┌─ Supplied data

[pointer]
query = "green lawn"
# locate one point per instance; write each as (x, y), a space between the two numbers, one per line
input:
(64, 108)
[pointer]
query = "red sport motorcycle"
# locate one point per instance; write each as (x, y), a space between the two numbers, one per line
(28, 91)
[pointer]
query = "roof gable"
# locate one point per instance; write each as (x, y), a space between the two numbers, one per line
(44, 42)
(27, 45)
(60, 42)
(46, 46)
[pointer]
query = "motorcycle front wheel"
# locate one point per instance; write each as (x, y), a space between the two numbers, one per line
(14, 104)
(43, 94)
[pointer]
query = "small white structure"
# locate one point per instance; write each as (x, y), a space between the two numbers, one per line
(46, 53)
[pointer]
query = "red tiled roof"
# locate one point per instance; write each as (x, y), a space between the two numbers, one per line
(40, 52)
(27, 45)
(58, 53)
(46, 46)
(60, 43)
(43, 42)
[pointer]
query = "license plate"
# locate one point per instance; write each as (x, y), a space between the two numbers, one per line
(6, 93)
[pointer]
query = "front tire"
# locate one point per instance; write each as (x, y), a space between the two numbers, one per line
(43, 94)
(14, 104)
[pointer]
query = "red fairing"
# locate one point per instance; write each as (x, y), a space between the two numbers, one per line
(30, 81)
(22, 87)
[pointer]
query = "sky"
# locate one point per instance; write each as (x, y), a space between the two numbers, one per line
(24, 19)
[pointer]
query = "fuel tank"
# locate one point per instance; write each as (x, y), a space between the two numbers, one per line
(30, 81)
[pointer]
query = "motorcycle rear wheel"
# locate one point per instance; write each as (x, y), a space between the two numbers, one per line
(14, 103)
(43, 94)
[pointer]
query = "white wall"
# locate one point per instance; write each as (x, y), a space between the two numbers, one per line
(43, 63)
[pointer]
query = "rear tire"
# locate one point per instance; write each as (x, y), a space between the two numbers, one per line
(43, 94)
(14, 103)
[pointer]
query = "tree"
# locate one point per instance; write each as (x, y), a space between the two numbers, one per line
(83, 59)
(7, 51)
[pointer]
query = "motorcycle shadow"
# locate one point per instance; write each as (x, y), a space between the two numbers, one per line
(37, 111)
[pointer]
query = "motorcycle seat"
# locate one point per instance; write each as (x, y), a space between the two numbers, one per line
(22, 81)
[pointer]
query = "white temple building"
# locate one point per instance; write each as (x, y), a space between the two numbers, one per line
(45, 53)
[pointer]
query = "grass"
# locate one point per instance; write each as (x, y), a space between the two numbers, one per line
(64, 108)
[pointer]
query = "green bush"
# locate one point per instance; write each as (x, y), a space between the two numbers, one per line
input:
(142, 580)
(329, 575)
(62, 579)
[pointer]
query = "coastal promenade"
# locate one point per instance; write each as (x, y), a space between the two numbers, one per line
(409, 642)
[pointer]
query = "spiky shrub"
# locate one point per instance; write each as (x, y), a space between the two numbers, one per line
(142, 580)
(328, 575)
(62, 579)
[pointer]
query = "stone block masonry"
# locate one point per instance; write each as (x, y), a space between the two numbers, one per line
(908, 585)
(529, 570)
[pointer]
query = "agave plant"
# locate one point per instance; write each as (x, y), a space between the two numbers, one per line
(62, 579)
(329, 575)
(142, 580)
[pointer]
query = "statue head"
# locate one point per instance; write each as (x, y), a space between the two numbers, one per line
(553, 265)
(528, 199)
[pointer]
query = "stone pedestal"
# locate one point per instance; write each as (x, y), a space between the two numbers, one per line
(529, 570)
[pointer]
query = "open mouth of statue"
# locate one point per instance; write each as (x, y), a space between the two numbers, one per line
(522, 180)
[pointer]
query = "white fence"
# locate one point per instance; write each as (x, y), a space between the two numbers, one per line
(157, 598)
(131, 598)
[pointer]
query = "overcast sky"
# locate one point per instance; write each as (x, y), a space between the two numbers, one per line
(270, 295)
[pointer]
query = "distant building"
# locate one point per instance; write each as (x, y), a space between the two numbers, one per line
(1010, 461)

└─

Work to complete: Each line must be given again exactly as written above.

The completed task:
[pointer]
query = "green lawn"
# locate one point per instance; write each as (x, y), a space between the two numbers, one per line
input:
(64, 108)
[pointer]
query = "red sport motorcycle"
# locate one point per instance; write each as (x, y), a space between the two numbers, one per line
(28, 91)
[pointer]
query = "roof gable"
# locate one point per instance; write each as (x, y), a space between the two numbers, one per line
(44, 42)
(27, 45)
(60, 42)
(46, 46)
[pointer]
query = "motorcycle front wheel"
# locate one point per instance; write each as (x, y), a space between the two numbers, one per line
(14, 104)
(43, 94)
[pointer]
query = "small white structure"
# locate one point per instance; write each as (x, y), a space between the two numbers, one per line
(46, 53)
[pointer]
query = "red tiled roof"
# locate one point per instance; write each as (x, y), a space between the two numbers, one per line
(40, 52)
(27, 45)
(58, 53)
(46, 46)
(60, 43)
(43, 42)
[pointer]
query = "license plate"
# locate one point per instance; write each as (x, y), a space between the two numbers, one per line
(6, 93)
[pointer]
query = "front tire"
# locate one point per instance; write each as (x, y), a space between the two numbers, one per line
(43, 94)
(14, 104)
[pointer]
query = "red fairing"
# locate one point per instance; write each as (x, y), a space between the two numbers, one per line
(30, 81)
(22, 87)
[pointer]
query = "sky"
# locate one point per instance; write each as (x, y), a space between the two numbers, one per line
(24, 19)
[pointer]
query = "fuel tank"
# locate one point per instance; write each as (x, y), a space between the two numbers, one per line
(30, 81)
[pointer]
query = "motorcycle rear wheel"
# locate one point per instance; write each as (x, y), a space between the two numbers, one per line
(14, 103)
(43, 94)
[pointer]
query = "white wall"
# locate one point per instance; write each as (x, y), a space between the two numbers, one per line
(43, 63)
[pointer]
query = "rear tire"
# locate one point per instance; write each as (x, y), a space between the two numbers, one per line
(43, 94)
(14, 103)
[pointer]
query = "tree"
# locate one point per instance; write each as (x, y), a space between the two numbers, one per line
(83, 59)
(7, 51)
[pointer]
query = "motorcycle shadow"
# locate one point per instance; write each as (x, y), a space between the two numbers, one per line
(37, 111)
[pointer]
query = "motorcycle seat"
# locate one point per instance; write each as (x, y), a space between the two numbers, one per line
(22, 81)
[pointer]
query = "white temple building"
# locate one point per instance; write each as (x, y), a space between the two numbers, one per line
(45, 53)
[pointer]
query = "grass"
# locate one point per instance; write each as (x, y), a space between the two numbers, one per line
(64, 108)
[pointer]
query = "green bush"
# locate one point per instance; write each as (x, y), a space between the two numbers, one per line
input:
(142, 580)
(329, 575)
(62, 579)
[pointer]
query = "coastal promenade"
# locate one point per instance; write each as (x, y), a space between the two numbers, one per line
(409, 642)
[pointer]
query = "spiky shrub"
# locate one point per instance; write each as (x, y), a space between the two numbers, one per line
(142, 580)
(328, 575)
(62, 579)
[pointer]
query = "stone block masonry"
# locate one point per instance; write each as (x, y), a space between the two numbers, one per line
(908, 585)
(529, 570)
[pointer]
query = "agave plant"
# locate one point per instance; write each as (x, y), a space between the two numbers, one per line
(62, 579)
(329, 575)
(142, 580)
[pointer]
query = "statue head"
# locate one point per instance; write each as (x, y), a space between the two numbers, one per line
(553, 265)
(528, 199)
[pointer]
query = "stone pedestal"
# locate one point per instance; write each as (x, y), a space between the two numbers, one per line
(529, 570)
[pointer]
query = "open mouth of statue"
# locate one point per instance; write each as (x, y), a space between the two numbers, one per line
(522, 180)
[pointer]
query = "white fence"
# locate one point per instance; write each as (x, y), a space between the two numbers, one per line
(157, 598)
(131, 598)
[pointer]
query = "overcast sky"
# locate one point per instance; write each as (x, y), a space between the two numbers, one per line
(270, 295)
[pointer]
query = "distant building"
# locate one point per instance; write each as (x, y), a space between the two numbers, one per line
(1010, 461)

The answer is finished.